# Exercise details
Please retype only the lines below that run from the one containing "Locate the background" through the last line, both included, without altering a word.

--- --- ---

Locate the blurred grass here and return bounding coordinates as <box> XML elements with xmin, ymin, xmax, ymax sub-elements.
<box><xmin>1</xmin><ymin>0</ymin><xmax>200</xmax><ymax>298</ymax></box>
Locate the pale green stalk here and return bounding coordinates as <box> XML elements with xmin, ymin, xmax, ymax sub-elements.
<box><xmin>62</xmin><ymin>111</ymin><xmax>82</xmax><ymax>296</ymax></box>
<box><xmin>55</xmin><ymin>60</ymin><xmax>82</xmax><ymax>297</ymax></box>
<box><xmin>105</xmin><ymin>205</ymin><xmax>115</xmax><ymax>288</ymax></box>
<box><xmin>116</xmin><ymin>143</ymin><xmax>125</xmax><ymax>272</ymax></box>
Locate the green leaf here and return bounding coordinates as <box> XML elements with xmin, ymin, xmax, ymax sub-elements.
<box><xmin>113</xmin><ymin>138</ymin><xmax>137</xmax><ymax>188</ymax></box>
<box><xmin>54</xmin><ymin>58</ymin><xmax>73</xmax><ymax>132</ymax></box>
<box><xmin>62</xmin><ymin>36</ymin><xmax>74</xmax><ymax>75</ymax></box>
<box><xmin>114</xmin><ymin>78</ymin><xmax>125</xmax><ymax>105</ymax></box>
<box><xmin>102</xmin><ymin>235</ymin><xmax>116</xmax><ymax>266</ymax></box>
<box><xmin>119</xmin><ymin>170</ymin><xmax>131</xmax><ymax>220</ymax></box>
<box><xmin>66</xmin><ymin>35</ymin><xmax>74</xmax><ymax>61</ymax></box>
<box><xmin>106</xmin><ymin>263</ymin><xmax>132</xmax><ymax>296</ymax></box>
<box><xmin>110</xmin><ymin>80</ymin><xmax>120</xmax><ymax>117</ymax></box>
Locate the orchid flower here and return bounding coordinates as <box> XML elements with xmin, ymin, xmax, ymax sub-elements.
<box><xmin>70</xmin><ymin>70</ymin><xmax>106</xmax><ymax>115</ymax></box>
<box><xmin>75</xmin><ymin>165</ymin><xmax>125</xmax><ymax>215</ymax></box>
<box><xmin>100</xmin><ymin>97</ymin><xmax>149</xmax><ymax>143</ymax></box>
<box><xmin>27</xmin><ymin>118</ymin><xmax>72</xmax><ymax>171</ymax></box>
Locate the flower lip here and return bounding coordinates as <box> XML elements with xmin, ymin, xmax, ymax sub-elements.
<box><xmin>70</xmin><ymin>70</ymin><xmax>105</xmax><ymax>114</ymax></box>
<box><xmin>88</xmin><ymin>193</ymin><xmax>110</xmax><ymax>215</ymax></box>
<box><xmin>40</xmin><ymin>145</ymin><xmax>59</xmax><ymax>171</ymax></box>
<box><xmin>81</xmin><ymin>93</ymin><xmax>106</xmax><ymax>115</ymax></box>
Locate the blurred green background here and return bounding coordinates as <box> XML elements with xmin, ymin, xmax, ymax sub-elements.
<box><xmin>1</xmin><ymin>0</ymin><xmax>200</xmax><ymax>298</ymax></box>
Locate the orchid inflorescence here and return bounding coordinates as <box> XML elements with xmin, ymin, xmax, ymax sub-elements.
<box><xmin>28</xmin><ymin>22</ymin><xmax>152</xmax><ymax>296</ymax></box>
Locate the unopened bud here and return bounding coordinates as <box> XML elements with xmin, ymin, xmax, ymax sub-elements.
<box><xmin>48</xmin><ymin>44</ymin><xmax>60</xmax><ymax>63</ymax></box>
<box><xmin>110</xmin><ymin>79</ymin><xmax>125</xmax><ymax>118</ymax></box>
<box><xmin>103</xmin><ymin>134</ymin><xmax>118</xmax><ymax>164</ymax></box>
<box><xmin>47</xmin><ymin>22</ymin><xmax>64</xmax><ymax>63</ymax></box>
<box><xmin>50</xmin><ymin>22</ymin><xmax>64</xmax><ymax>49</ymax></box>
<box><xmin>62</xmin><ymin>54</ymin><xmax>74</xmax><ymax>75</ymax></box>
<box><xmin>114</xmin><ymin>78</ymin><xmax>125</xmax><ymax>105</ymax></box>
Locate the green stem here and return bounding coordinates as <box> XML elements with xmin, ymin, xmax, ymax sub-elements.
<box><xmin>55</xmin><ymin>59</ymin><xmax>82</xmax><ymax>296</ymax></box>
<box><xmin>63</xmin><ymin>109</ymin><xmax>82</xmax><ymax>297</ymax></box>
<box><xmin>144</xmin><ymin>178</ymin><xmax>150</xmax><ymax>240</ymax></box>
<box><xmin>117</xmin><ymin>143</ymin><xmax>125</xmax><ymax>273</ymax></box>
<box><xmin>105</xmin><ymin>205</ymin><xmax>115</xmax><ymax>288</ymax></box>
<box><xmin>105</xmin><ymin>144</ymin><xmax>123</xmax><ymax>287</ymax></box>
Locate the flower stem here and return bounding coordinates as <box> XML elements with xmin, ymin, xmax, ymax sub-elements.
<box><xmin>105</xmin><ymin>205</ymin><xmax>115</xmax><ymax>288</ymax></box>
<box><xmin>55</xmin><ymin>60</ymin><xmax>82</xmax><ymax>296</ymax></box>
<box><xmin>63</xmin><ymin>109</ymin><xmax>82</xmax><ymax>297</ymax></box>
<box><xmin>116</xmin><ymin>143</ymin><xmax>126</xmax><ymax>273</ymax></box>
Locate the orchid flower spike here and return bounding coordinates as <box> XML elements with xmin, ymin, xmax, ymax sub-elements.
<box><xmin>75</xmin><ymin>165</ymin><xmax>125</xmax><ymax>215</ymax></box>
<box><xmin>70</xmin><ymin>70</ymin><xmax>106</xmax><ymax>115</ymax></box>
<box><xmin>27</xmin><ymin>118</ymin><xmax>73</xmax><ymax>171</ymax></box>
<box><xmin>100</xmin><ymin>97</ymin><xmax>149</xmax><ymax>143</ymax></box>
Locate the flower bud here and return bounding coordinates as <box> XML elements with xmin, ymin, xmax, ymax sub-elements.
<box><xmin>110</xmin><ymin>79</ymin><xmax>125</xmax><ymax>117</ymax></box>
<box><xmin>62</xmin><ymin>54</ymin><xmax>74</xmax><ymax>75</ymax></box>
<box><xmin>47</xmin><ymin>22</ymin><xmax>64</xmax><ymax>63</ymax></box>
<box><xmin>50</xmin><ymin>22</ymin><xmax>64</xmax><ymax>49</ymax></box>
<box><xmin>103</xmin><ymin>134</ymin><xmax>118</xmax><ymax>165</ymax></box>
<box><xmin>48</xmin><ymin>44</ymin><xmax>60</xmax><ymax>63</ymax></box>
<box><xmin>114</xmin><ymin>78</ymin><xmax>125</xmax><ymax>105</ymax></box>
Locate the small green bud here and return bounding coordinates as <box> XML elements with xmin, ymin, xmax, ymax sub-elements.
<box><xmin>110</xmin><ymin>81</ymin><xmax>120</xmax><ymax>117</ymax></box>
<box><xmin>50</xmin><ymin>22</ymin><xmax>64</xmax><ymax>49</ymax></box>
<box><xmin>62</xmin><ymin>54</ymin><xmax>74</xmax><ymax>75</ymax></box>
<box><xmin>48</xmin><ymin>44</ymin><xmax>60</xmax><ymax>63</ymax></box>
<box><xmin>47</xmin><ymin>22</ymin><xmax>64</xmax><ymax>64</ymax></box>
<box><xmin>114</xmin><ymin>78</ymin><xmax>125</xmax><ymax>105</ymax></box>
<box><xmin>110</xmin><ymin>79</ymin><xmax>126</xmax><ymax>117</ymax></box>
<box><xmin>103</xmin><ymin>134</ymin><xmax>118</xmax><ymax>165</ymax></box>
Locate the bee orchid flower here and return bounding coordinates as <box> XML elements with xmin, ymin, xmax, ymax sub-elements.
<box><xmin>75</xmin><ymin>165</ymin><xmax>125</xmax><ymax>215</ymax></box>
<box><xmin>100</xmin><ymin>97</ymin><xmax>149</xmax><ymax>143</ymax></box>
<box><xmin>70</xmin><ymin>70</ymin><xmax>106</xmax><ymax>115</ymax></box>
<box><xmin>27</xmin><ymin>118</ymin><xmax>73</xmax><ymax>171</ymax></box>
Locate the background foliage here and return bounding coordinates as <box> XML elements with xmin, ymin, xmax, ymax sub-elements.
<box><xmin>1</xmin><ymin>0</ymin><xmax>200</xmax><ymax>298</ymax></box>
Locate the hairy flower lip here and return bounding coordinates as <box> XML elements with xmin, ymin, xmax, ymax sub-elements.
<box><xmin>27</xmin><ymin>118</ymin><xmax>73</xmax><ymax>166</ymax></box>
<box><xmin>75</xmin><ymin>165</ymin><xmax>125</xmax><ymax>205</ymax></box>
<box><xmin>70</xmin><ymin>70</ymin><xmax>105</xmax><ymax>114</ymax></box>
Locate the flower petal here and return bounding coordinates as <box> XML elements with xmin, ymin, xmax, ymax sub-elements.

--- --- ---

# Task result
Locate the background foliage here and return bounding coordinates as <box> XML elements with xmin, ymin, xmax, ymax sub-elements.
<box><xmin>1</xmin><ymin>0</ymin><xmax>200</xmax><ymax>298</ymax></box>
Locate the hairy flower lip here and return bounding coordinates as <box> XML elements with xmin, ymin, xmax, ymax sub-elements.
<box><xmin>27</xmin><ymin>118</ymin><xmax>73</xmax><ymax>166</ymax></box>
<box><xmin>75</xmin><ymin>165</ymin><xmax>125</xmax><ymax>205</ymax></box>
<box><xmin>70</xmin><ymin>70</ymin><xmax>105</xmax><ymax>114</ymax></box>
Locate the flower petal here and return bounding coordinates as <box> XML elements with xmin, ymin, xmax, ymax sub-elements.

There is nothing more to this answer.